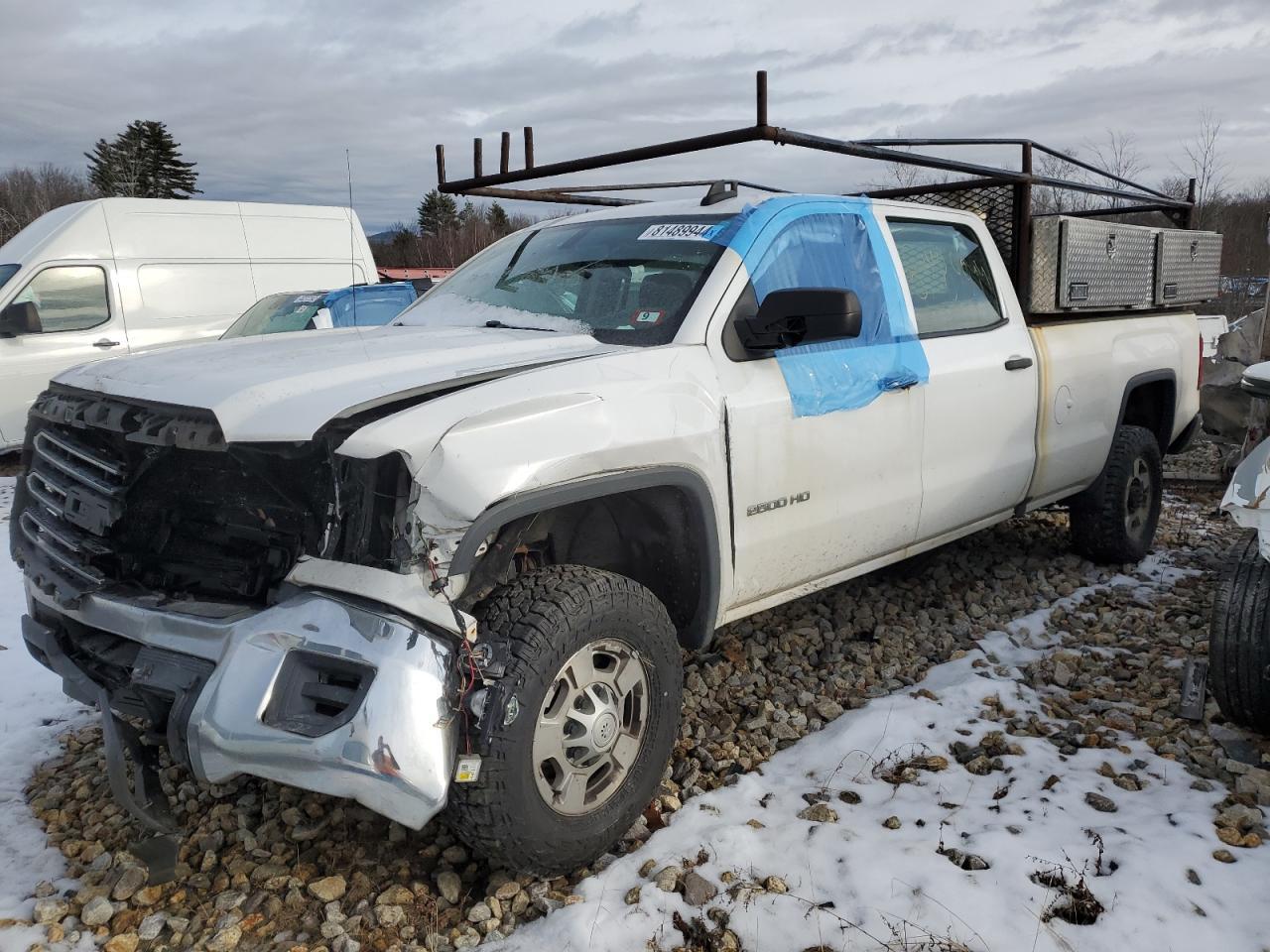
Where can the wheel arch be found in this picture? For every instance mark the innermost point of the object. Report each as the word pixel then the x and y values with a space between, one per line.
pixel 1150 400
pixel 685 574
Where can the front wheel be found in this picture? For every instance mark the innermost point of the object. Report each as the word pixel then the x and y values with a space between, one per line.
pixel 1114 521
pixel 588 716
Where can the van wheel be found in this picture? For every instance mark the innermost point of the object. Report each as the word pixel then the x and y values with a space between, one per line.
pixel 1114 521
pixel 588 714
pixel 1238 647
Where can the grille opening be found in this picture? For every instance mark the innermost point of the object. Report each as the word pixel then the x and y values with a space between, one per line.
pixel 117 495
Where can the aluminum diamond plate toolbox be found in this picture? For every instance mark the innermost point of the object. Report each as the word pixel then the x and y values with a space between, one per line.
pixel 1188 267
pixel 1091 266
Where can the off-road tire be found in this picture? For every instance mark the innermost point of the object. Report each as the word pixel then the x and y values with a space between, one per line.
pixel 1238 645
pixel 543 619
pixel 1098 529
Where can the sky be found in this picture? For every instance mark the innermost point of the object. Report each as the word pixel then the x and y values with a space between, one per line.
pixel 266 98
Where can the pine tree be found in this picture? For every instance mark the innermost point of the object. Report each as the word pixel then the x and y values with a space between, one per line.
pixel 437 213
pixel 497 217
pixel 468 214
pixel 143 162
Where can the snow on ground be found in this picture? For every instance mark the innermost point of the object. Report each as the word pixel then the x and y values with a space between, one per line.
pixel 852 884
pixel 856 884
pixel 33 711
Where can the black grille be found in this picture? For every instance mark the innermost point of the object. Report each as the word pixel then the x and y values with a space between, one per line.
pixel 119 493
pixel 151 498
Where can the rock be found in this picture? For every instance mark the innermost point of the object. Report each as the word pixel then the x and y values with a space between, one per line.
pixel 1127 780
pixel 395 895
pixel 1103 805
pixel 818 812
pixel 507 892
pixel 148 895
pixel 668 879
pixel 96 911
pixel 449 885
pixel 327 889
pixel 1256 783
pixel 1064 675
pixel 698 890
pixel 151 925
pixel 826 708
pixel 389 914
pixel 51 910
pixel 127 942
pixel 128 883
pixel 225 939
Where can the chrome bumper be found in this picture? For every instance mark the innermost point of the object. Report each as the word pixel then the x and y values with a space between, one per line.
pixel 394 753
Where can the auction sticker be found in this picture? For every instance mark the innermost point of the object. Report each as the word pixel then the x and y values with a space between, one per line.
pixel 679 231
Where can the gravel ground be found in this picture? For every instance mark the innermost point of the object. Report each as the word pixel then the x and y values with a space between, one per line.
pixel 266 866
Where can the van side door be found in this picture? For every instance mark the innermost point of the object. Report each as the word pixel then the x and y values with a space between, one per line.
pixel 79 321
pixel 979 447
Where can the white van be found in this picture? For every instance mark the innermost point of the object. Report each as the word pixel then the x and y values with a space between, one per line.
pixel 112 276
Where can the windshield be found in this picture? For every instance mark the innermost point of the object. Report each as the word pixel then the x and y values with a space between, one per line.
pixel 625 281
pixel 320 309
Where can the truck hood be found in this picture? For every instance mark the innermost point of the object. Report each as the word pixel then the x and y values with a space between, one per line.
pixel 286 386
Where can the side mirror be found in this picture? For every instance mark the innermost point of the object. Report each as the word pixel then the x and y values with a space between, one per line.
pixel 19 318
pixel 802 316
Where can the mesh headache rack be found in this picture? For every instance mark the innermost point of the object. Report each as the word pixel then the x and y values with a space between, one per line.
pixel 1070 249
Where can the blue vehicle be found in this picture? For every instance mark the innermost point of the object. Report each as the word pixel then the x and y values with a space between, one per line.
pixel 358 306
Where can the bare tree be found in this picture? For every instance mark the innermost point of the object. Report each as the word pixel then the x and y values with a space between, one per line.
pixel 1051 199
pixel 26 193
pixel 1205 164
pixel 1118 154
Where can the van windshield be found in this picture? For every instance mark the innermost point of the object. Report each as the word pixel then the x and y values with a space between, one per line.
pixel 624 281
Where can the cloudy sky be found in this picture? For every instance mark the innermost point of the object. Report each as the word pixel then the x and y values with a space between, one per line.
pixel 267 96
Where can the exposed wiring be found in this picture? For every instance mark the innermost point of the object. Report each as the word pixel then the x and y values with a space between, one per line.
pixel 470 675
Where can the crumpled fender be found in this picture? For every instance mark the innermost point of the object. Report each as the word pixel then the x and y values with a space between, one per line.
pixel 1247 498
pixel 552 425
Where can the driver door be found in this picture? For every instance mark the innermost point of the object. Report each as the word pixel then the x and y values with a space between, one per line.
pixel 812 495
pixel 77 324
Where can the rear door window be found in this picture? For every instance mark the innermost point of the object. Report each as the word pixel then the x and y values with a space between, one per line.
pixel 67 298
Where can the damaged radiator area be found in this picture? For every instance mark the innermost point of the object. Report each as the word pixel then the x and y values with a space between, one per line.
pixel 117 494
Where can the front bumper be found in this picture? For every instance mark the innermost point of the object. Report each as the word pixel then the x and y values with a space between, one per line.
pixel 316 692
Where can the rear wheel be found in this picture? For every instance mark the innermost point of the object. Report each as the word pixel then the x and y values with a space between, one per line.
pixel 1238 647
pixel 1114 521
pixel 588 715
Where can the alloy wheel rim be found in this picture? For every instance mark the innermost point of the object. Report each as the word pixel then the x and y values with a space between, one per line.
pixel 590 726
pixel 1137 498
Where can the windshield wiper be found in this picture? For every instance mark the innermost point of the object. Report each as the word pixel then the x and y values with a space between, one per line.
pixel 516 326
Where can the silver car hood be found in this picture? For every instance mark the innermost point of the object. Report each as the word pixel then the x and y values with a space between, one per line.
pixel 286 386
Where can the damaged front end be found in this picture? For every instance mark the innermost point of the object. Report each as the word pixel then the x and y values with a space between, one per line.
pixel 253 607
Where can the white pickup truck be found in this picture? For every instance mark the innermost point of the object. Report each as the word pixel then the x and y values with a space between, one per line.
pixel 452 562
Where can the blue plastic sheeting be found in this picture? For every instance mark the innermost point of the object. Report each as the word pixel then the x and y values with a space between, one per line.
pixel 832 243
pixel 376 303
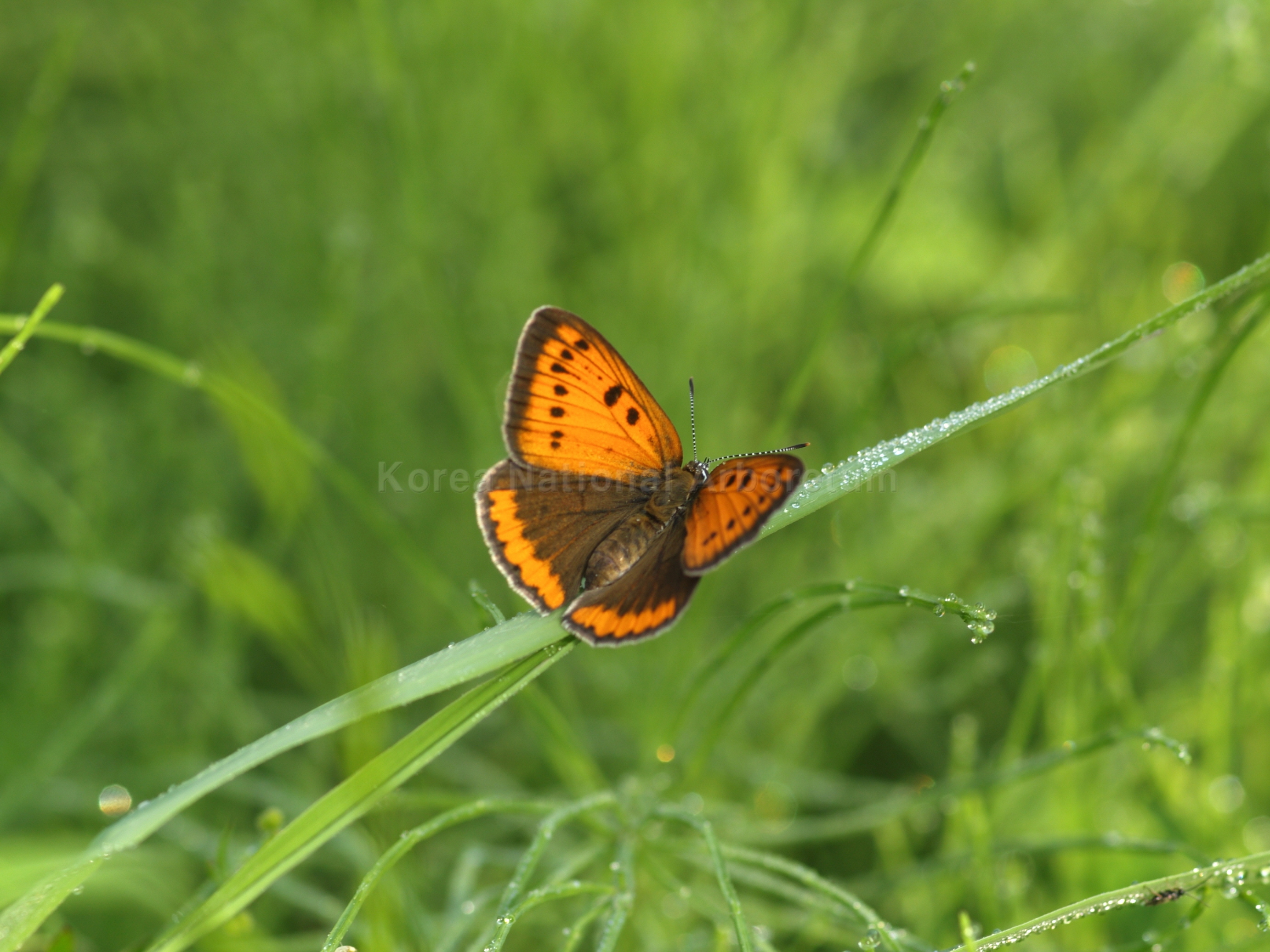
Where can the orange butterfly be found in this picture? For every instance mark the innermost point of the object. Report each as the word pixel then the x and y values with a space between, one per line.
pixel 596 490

Goal of the exercise
Repeat every line of the data exactly, but do not include pictures.

Result of the task
Where can the wheel arch be found in this picture? For every instance mark the innermost point of the object. Report each as the word pixel then the x and y values with a space between, one per line.
pixel 1150 400
pixel 685 574
Where can the front wheel be found in this picture? For every instance mark the innermost point of the object. Report each as the word pixel then the x and y values with a space between, one per line.
pixel 1114 521
pixel 588 716
Where can the van wheel be found in this picture? For every instance mark the innermost point of the object. Report each as the word pixel then the x and y values with a space between, one per line.
pixel 1114 521
pixel 588 714
pixel 1238 647
Where can the grille opening be found in this picture? For every instance mark the innermost point of the object. Report each as the word pixel then the x and y values with a space between, one per line.
pixel 117 495
Where can the aluminum diamond plate toolbox be found in this picture? For every instance mark the innermost point of the object. Report each as the word pixel then the x and y values with a space between, one per line.
pixel 1188 267
pixel 1091 266
Where can the off-road tire be found in this picture? For every instance mark the innermost point of the object. Report each as the word pixel then the x and y values with a space between, one per line.
pixel 1238 645
pixel 543 619
pixel 1098 529
Where can the sky be found in this picture? For every instance mark the innermost point of the object. Report each as the word pixel then the x and y values with a space between, one per line.
pixel 266 98
Where can the pine tree be found in this picture? For every instance mark the innermost point of the object. Report each as the word pixel then the x and y values with a space between, one per line.
pixel 437 213
pixel 497 217
pixel 468 214
pixel 143 162
Where can the snow on ground be found in this picture? For every instance mark the innermost point of the object. Report each as the word pixel then the x and y values with a space between, one per line.
pixel 852 884
pixel 856 884
pixel 33 711
Where can the black grille be found in this picture? For every instance mark the innermost point of the object. Report each as the word pixel then the x and y values with a space between, one per line.
pixel 119 493
pixel 151 498
Where can the rock be found in this picture? For every instance mark the innermost point of the object. Report each as the word pixel then the x and y values with a space between, one per line.
pixel 1127 780
pixel 395 895
pixel 1103 805
pixel 818 812
pixel 507 892
pixel 148 895
pixel 668 879
pixel 96 911
pixel 449 885
pixel 327 889
pixel 1256 783
pixel 1064 675
pixel 698 890
pixel 151 925
pixel 826 708
pixel 389 914
pixel 51 910
pixel 127 942
pixel 128 883
pixel 225 939
Where can the chrome bumper be found in this picture? For every instance mark the innermost point of the object. Report each as the word pixel then the x and y values with a space between, one per line.
pixel 394 753
Where can the auction sticker be found in this picture? For every instance mark the innermost point of the object. Report each as the word pixel then the x and y values with a space between, one per line.
pixel 679 231
Where can the gravel ground be found in this picture? For every instance mark the innermost point of the object. Report each as the word pixel then the x and y values with a space between, one per line.
pixel 266 866
Where can the van side door be found in this picture? For every instance mark the innermost point of the object. Report each as the word pixel then the x and y values with a space between, one per line.
pixel 79 321
pixel 979 447
Where can the white van be found in this picture? For every instance mark the innermost point of the object. Report each as the word pixel then the x and y values with a space between, one per line.
pixel 112 276
Where can the windshield be found in this picture? For every instance mark the innermost point of the object. Report each as the word pixel then the x and y values with a space between, one per line.
pixel 625 281
pixel 320 309
Where can the truck hood be found in this picture? For every instance mark the innermost point of the object. Report each as the word pixel then the x and y values with a space between, one per line.
pixel 286 386
Where can the side mirror be found in this picture? For every instance mark the innermost point of the object. Report each as the word pixel then the x and y values with a space between, one per line.
pixel 19 318
pixel 802 316
Where can the mesh headache rack be found in this picture? For every instance mark the innermost point of the object. Report each as the word pixel then the x and y values with a space between, one per line.
pixel 1070 249
Where can the blue vehicle be found in this picture? For every instance mark the innermost point of the object. Report each as the word pixel then the x and y values with a space between, one per line.
pixel 358 306
Where can the bare tree be found in this picture? For every instance mark the innermost point of the object. Report each as the word pixel then the x and y values with a space between, one per line.
pixel 1051 199
pixel 26 193
pixel 1205 164
pixel 1118 154
Where can the van windshield be found in this picture? For every instance mark the innermost point of the object. Report each as the word pixel then the x and y values with a space between, one per line.
pixel 624 281
Where can the cloudy sky be found in this picture? For every instance mark the innermost point of the object. Report each as the word pixel then the x and y values with a space between, one per line.
pixel 267 96
Where can the exposed wiring be found in this picture? For every instance mark the innermost point of the object. Report each as the word pixel then the x and y values with a space between, one per line.
pixel 470 675
Where can the crumpled fender be found in this picture? For every instance mark the innermost point of the object. Report each as the word pixel then the x and y values with a space between, one per line.
pixel 1247 498
pixel 552 425
Where can the driver door be found in this picture? For every instance mark the innermost point of the object. Report each as the word pixel then the x and y values with a space between, one per line.
pixel 812 495
pixel 77 324
Where can the rear door window be found in this picture? For every instance mark the innermost point of the object. Report each as the word pixel then the x and y values with a space between, one per line.
pixel 67 298
Where can the damaged radiator area be found in this picture? For every instance mark the innermost point of the object. Report each as the word pixel then the x and y values with a space between, one per line.
pixel 117 494
Where can the front bumper be found in this picture? For every instance mark the innermost point of the object. Report each as the word pixel then the x and y values with a space between, one per line.
pixel 316 692
Where can the rear wheel be found in this picture? For every instance mark the innermost point of the object. Report each as the word pixel then the x and y values with a space between, one per line.
pixel 1238 647
pixel 1114 521
pixel 588 715
Where can the alloy wheel rim be found in this picture? For every instance mark the innermost point of the object. Report each as the word pixel then the x and y values with a space between, one per line.
pixel 590 726
pixel 1137 498
Where can the windshield wiper be found in this picture? For every instance mark the innermost point of the object. Report each as the word pixel then the x and y values with a space between, one per line.
pixel 516 326
Where can the silver car hood be found in this picture? For every instance mark the innermost point of the object. Report each as the word pixel then the x and y values with a space between, one per line.
pixel 286 386
Where can the damaged front end be found in this picture? For every instance mark the innermost point of the object. Report each as the word pixel then the x and y values with a space between, one per line.
pixel 253 607
Where can the white pickup truck be found in this picture? For every instance mark the innermost point of the object. Report each as the word pixel then the x and y values with a space between, one per line.
pixel 452 562
Where can the blue plastic sheeting be found in this picture? For every instance mark the innermost point of the object. Report each as the word pixel then the x and y values with a space between, one per line.
pixel 832 243
pixel 376 303
Where can the orange butterfly be found in this picture? For every instance mark the innermost point of the object. Report each as the word pixel then the x and y values with a space between, one per line.
pixel 596 490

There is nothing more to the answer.